══ 文書の本文 ══

本発明は、電波吸収体、電波吸収体付物品、及び電波吸収体用積層体に関する。
従来、抵抗層と電波反射体との間に誘電体層を備えた電波吸収体が知られている。
例えば、特許文献1には、抵抗膜と、電波反射体と、誘電体層とを備えた電波吸収体が記載されている。抵抗膜は、極細導電繊維を含んでいる。電波吸収体は、抵抗膜と電波反射体との間に誘電体層を備えており、誘電体層の厚さは、λ/4電波吸収体理論に基づいて設計されている。
特開2005-311330号公報
λ/4型電波吸収体は、抵抗層と、電波を反射する反射体と、λ/4に対応する厚みを有する誘電体層とを備えている。抵抗層と反射体との間に誘電体層が配置される。λは、吸収対象の電波の波長である。
λ/4型電波吸収体を所定の被着体に粘着層を用いて貼り付けることが考えられる。本発明者らの検討によれば、λ/4型電波吸収体の抵抗層と被着体との間に粘着層を形成して、この粘着層によってλ/4型電波吸収体を被着体に貼り付けることも想定される。この場合、抵抗層は、抵抗層の厚み方向において誘電体層と粘着層との間に配置される。一方、特許文献1では、このような場合を想定した具体的な検討はなされていない。
本発明者らがさらに検討を進めると、電波吸収体の抵抗層と被着体との間に形成された粘着層によって電波吸収体を被着体に貼り付けた場合に、吸湿状態の被着体からの水分放出の影響を考慮する必要があることが新たに分かった。具体的に、この水分の放出により、電波吸収体の性能が低下する可能性があることが新たに分かった。
そこで、本発明は、抵抗層の厚み方向において誘電体層と粘着層との間に抵抗層が配置されていても、吸湿状態の被着体からの水分の放出に伴う電波吸収性能の低下を抑制する観点から有利な電波吸収体を提供する。
本発明は、
電波吸収体であって、
抵抗層と、
電波を反射する反射体と、
前記抵抗層の厚み方向において前記抵抗層と前記反射体との間に配置された誘電体層と、
粘着層と、を備え、
前記抵抗層は、前記抵抗層の厚み方向において前記誘電体層と前記粘着層との間に配置されており、
前記粘着層は、100℃の条件において、ポリカーボネートによって形成された表面を有する板材の前記表面に前記粘着層が接触した状態で前記板材に貼り付けられた前記電波吸収体に前記表面に平行な方向に沿って引張せん断荷重を加えたときに、10.0N/cm2以上のせん断接着力を有する、
電波吸収体を提供する。
また、本発明は、
上記の電波吸収体と、
前記粘着層が接触した状態で前記電波吸収体が貼り付けられている被着体と、を備えた、
電波吸収体付物品を提供する。

═══
══ 練習用の記録 ══

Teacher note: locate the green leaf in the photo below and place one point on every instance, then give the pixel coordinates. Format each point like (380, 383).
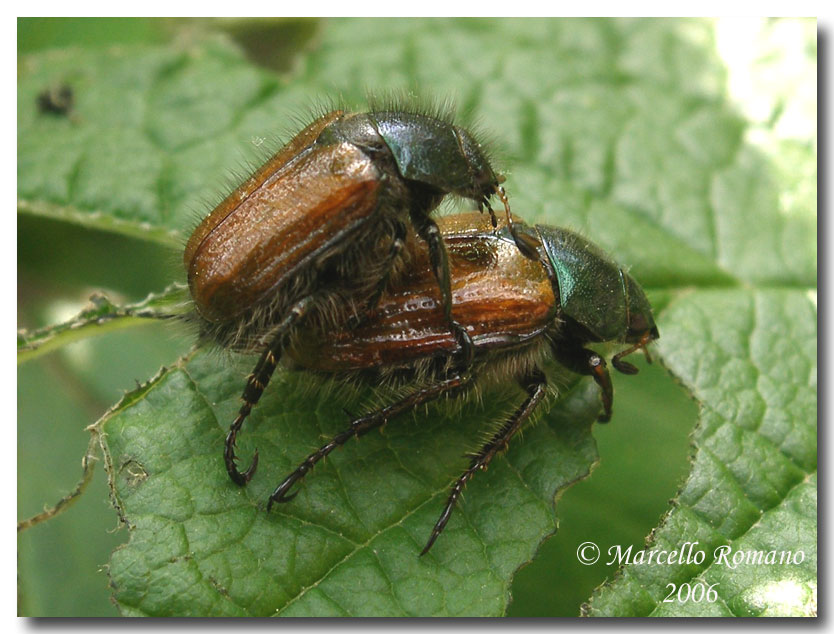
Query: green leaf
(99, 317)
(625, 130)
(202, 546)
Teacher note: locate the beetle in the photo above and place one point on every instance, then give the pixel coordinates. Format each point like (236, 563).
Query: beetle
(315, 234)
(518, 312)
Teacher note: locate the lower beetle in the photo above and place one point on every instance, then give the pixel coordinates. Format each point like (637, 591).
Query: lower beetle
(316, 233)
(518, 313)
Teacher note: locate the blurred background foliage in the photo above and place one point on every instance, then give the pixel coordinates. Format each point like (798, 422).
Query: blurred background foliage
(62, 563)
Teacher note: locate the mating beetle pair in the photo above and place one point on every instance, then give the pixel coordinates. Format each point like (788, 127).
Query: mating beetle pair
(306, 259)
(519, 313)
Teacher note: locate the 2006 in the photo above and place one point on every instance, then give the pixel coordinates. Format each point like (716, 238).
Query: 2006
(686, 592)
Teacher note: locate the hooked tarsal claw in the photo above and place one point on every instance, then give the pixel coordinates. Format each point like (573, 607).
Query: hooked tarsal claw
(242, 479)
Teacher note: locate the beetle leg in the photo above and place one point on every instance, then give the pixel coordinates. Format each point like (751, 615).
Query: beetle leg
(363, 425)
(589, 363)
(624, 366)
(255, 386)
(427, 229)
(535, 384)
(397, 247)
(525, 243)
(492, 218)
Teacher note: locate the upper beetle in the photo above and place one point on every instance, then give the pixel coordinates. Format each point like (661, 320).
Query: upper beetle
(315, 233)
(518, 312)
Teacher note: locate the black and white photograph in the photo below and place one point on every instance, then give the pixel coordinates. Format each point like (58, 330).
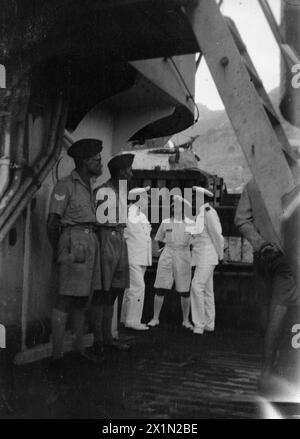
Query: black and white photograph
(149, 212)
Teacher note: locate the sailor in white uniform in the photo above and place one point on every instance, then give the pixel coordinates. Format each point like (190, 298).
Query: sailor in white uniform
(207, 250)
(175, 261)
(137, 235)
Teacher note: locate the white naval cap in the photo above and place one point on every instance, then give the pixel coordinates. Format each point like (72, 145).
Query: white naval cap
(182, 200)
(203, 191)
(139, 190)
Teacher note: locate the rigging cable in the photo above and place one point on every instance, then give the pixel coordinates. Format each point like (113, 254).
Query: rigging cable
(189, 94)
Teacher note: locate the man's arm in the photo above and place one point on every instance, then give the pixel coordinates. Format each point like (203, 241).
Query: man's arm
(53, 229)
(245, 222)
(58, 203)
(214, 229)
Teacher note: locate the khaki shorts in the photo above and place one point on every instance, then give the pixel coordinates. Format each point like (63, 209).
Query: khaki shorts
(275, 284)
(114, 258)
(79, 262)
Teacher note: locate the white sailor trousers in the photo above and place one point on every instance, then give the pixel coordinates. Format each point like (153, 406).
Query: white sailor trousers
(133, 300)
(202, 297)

═══

◆ やること 1 ◆
電波吸収体についての本文を、2文でまとめてください。
◆ やること 2 ◆
記録のうち、「Teacher note: locate the man's」を含む行から記録の最後の行までを、両端も含めて「番号」と「内容」の2列のMarkdownの表にしてください。空行は入れないでください。

◆ 正解 1 ◆
λ/4型電波吸収体を抵抗層と被着体の間の粘着層で貼り付けると、吸湿状態の被着体から出る水分によって電波吸収体の性能が落ちるおそれがあることが分かった。そこで本発明は、抵抗層、反射体、その間の誘電体層、粘着層を備え、粘着層が100℃の条件でポリカーボネートの表面を持つ板材に対して10.0N/cm2以上のせん断接着力を持つ電波吸収体と、それを貼り付けた電波吸収体付物品を提供する。

◆ 正解 2 ◆
| 番号 | 内容 |
|---|---|
| 1 | Teacher note: locate the man's arm in the photo above and place one point on every instance, then give the pixel coordinates. Format each point like (203, 241). |
| 2 | Query: man's arm |
| 3 | (53, 229) |
| 4 | (245, 222) |
| 5 | (58, 203) |
| 6 | (214, 229) |
| 7 | Teacher note: locate the khaki shorts in the photo above and place one point on every instance, then give the pixel coordinates. Format each point like (63, 209). |
| 8 | Query: khaki shorts |
| 9 | (275, 284) |
| 10 | (114, 258) |
| 11 | (79, 262) |
| 12 | Teacher note: locate the white sailor trousers in the photo above and place one point on every instance, then give the pixel coordinates. Format each point like (153, 406). |
| 13 | Query: white sailor trousers |
| 14 | (133, 300) |
| 15 | (202, 297) |